__What the exercise asks__
Return every line of the items below that contains the word "backrest".

__Data shown__
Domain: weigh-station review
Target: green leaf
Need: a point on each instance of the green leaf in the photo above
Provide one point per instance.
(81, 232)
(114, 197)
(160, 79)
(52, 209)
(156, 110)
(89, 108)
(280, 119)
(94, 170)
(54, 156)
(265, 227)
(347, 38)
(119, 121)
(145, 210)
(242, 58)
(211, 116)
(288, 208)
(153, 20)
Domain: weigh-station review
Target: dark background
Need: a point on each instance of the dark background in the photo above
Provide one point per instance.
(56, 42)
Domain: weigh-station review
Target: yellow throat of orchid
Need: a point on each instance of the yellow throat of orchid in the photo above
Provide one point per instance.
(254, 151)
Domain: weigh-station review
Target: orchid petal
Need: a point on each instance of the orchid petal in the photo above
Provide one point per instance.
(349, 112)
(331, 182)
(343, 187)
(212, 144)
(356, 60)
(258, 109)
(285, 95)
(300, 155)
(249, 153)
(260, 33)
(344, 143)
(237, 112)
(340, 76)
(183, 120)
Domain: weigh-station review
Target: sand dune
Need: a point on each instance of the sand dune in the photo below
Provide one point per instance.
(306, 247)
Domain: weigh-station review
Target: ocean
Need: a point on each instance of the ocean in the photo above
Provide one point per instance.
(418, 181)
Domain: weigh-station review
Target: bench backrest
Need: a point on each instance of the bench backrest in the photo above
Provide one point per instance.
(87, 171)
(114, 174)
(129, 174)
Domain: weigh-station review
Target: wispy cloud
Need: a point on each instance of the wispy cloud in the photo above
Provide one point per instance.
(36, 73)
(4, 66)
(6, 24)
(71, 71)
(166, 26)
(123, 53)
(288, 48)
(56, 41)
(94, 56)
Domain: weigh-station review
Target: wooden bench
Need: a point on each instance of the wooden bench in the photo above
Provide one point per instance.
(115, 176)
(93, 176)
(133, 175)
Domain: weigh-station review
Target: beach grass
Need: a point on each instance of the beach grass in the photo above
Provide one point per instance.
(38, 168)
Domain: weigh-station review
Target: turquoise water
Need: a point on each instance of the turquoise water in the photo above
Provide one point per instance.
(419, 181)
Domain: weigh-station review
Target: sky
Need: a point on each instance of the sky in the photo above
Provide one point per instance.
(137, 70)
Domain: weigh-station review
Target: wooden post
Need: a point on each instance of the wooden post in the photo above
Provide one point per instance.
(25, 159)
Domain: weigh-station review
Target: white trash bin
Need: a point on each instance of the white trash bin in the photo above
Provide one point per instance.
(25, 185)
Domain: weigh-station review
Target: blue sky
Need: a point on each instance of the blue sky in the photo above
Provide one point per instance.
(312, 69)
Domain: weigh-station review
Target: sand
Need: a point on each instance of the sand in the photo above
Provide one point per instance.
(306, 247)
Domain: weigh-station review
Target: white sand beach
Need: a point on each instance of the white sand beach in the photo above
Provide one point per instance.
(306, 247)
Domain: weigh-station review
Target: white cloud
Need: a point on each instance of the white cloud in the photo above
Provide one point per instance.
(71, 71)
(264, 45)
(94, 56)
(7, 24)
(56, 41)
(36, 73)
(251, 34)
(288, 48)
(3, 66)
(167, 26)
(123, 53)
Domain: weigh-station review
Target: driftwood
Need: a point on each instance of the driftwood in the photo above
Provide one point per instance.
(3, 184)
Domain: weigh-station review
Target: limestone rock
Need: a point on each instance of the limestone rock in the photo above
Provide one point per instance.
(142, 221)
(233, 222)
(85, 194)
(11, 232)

--

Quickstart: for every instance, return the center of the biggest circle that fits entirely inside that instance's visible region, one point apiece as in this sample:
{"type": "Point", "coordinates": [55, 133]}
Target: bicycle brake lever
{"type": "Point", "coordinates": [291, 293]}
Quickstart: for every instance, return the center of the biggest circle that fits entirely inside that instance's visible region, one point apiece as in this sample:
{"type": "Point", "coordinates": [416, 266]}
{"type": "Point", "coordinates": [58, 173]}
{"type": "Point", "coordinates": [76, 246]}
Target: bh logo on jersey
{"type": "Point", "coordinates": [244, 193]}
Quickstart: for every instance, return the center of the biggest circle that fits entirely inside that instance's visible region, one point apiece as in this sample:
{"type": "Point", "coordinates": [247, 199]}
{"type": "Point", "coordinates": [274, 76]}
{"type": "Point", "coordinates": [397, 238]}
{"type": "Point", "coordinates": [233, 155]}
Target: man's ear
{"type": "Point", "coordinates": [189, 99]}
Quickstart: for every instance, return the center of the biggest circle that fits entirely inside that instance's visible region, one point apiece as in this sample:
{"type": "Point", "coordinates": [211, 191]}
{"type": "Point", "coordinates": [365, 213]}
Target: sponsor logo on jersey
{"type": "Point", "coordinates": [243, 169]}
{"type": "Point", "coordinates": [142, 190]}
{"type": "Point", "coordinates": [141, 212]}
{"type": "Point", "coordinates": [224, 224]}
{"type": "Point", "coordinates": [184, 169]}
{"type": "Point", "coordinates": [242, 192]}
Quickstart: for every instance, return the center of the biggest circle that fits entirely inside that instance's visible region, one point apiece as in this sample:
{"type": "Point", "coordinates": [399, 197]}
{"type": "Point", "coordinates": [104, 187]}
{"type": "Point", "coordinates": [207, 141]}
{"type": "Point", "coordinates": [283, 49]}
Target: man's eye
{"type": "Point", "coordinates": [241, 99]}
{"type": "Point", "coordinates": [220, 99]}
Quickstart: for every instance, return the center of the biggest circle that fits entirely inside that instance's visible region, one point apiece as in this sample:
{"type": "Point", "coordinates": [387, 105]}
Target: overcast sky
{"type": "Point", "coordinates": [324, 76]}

==

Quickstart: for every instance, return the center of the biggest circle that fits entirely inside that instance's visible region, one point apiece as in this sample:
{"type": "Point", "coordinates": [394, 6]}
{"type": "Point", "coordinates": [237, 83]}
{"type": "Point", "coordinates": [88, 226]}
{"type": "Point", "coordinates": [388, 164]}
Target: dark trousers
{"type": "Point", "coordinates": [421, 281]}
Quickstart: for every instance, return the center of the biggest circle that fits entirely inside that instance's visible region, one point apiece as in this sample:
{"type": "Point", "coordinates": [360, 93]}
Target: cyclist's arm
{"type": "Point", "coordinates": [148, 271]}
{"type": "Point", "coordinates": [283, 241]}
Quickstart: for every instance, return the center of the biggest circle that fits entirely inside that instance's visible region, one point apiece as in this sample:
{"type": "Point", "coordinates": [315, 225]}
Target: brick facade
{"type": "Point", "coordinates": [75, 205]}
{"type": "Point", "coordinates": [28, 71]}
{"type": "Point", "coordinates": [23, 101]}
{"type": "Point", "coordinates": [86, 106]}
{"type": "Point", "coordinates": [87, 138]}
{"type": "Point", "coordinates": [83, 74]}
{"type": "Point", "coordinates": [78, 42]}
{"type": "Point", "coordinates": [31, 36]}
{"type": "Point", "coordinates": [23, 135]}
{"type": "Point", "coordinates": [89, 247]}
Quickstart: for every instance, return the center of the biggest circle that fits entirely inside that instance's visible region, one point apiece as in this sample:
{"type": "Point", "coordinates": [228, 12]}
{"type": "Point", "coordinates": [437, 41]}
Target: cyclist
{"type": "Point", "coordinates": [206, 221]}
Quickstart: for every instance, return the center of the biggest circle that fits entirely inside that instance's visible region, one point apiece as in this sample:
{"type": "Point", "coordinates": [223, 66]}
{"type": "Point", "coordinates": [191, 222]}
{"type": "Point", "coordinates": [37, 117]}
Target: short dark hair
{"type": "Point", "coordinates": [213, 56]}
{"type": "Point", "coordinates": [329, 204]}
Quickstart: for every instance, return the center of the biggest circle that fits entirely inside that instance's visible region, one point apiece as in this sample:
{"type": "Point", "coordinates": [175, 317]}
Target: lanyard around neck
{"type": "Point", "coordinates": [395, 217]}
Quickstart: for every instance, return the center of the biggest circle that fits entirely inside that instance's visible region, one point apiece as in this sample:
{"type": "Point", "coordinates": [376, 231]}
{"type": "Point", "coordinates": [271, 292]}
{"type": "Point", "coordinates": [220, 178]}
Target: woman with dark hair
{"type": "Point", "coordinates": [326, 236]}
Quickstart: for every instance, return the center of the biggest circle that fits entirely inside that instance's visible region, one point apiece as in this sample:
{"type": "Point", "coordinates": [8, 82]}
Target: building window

__Answer for this exercise__
Target: bench backrest
Need: a point on each instance of the bench backrest in the photo above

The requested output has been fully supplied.